◆ **Task instructions**
Where does the word "above" show up in the data? Please find each such line and copy it.

◆ **Data provided**
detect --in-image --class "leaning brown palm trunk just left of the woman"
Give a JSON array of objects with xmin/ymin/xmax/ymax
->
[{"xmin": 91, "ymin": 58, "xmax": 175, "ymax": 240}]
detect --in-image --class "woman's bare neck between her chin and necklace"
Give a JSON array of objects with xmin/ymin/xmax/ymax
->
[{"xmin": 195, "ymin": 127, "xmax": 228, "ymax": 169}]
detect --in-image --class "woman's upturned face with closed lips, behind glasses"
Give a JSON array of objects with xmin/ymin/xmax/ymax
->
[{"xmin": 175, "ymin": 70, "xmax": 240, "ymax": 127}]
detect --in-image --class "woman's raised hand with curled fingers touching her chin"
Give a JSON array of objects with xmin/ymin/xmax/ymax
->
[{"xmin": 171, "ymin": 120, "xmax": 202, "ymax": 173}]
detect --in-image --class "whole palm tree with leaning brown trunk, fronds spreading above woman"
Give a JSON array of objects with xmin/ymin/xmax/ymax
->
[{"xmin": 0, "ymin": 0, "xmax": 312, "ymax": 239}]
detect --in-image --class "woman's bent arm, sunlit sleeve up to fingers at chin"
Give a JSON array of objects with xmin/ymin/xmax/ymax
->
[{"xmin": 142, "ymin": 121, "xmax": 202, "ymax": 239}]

---

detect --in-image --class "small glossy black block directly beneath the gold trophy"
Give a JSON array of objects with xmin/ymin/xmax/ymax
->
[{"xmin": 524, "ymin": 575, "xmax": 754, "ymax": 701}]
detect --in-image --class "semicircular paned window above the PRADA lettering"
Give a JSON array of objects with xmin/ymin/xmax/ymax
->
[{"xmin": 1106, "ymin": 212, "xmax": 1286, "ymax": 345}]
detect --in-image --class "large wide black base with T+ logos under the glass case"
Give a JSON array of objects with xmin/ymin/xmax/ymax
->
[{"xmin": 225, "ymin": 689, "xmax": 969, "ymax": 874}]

...

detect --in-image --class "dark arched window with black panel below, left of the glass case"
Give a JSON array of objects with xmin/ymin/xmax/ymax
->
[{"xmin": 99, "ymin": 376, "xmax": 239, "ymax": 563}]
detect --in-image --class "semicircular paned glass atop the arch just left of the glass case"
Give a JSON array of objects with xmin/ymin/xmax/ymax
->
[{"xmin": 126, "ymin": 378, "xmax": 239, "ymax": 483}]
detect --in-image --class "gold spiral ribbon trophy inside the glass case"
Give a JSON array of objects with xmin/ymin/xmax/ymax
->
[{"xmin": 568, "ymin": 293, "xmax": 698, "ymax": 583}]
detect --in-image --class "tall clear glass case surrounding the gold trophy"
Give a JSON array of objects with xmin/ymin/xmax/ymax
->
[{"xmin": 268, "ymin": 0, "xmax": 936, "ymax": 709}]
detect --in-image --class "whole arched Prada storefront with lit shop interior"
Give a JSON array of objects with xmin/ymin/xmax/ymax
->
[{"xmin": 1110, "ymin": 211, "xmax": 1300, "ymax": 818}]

◆ **Exercise response**
detect --in-image --class "whole palm tree with leaning brown trunk, fronds spreading above woman"
detect --in-image --class "semicircular paned window above the PRADA lettering"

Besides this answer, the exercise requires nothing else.